## Excerpted text

Is VICI a Buy? What to Consider in 2026
Last updated July 2026
Short answer
The bull case for VICI Properties (VICI) rests on Long leases with built-in escalators create visible, inflation-linked growth: VICI's leases carry a weighted-average remaining term near 40 years, one of the longest in the REIT universe, and a large and rising share of them include rent escalators tied to the consumer price index (often with caps and floors). Revenue (FY 2025) is ~$4.0 billion. If you believe that thesis holds, the real questions become position sizing and overlap, not timing. The main risk to that view: The dominant risk is tenant concentration: Caesars and MGM together provide more than two-thirds of VICI's rent, so a severe downturn, leverage problem, or operational failure at either tenant would hit a disproportionate share of income, even though the leases are legally senior and the underlying real estate is prime. Whether VICI is a buy comes down to whether you believe the thesis. This is informational, not a recommendation, and Walnut is not an investment adviser.
VICI Properties is a New York-based real estate investment trust that owns experiential real estate, meaning properties people travel to and spend time in rather than shop or work in. Its core holdings are trophy casino resorts on the Las Vegas Strip and in regional markets, including Caesars Palace, the Venetian Resort, MGM Grand, Mandalay Bay, and the Park MGM, plus a growing set of non-gaming experiential assets such as Chelsea Piers, Bowlero bowling centers, Great Wolf Lodge resorts, and golf courses. VICI does not run these venues. It owns the real estate and leases it to operators under triple-net agreements, meaning the tenant pays rent plus taxes, insurance, and maintenance, and most leases carry contractual rent escalators tied to fixed rates or the consumer price index. As of the end of 2025 the portfolio spanned 93 experiential assets, including 54 gaming properties and 39 other experiential properties, across 26 U.S. states and one Canadian province, at 100 percent occupancy. VICI was spun out of Caesars Entertainment in 2017 as part of Caesars' bankruptcy reorganization and completed its IPO in 2018. It joined the S and P 500 in 2022 and, through its acquisition of MGM Growth Properties that same year, became the dominant owner of Strip real estate. The business model is deliberately simple: collect long-term contractual rent, grow it through built-in escalators and new acquisitions, and pass most of the resulting cash to shareholders as dividends, as REITs must distribute at least 90 percent of taxable income. For full-year 2025, VICI reported revenue of roughly $4.0 billion and adjusted funds from operations (AFFO) of about $2.38 per share, and it has delivered a dividend increase in every year since going public.
What's the case for buying VICI?
1. Long leases with built-in escalators create visible, inflation-linked growth
VICI's leases carry a weighted-average remaining term near 40 years, one of the longest in the REIT universe, and a large and rising share of them include rent escalators tied to the consumer price index (often with caps and floors). That structure means a meaningful portion of annual growth is contractual rather than dependent on new deals, and it gives the rent stream partial protection against inflation. For 2026 management guided AFFO to roughly $2.42 to $2.45 per share, continuing the mid-single-digit per-share growth the trust has produced since its IPO.

## What you will do
(a) Answer these from the VICI article:
(i) In what year was VICI spun out of Caesars Entertainment?
(ii) How many gaming properties were in the portfolio at the end of 2025?
(iii) What AFFO per share range did management guide for 2026?
(b) Reproduce the part of the VICI article between "1. Long leases" and "since its IPO.", inclusive, word for word.
The listing after this is separate material, unrelated to the VICI article.

## Data provided

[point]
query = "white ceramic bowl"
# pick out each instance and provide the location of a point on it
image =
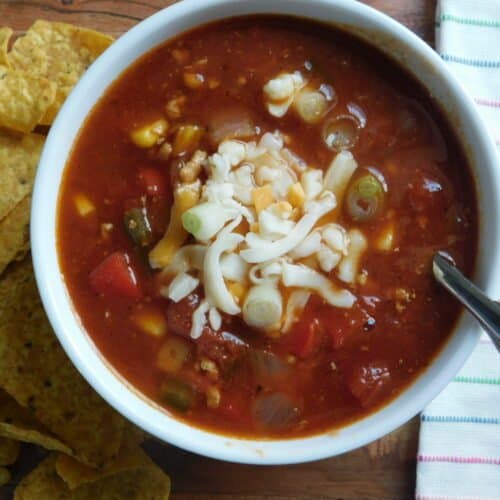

## Results for each task
(a)
(i) 2017
(ii) 54
(iii) Roughly $2.42 to $2.45 per share

(b)
1. Long leases with built-in escalators create visible, inflation-linked growth
VICI's leases carry a weighted-average remaining term near 40 years, one of the longest in the REIT universe, and a large and rising share of them include rent escalators tied to the consumer price index (often with caps and floors). That structure means a meaningful portion of annual growth is contractual rather than dependent on new deals, and it gives the rent stream partial protection against inflation. For 2026 management guided AFFO to roughly $2.42 to $2.45 per share, continuing the mid-single-digit per-share growth the trust has produced since its IPO.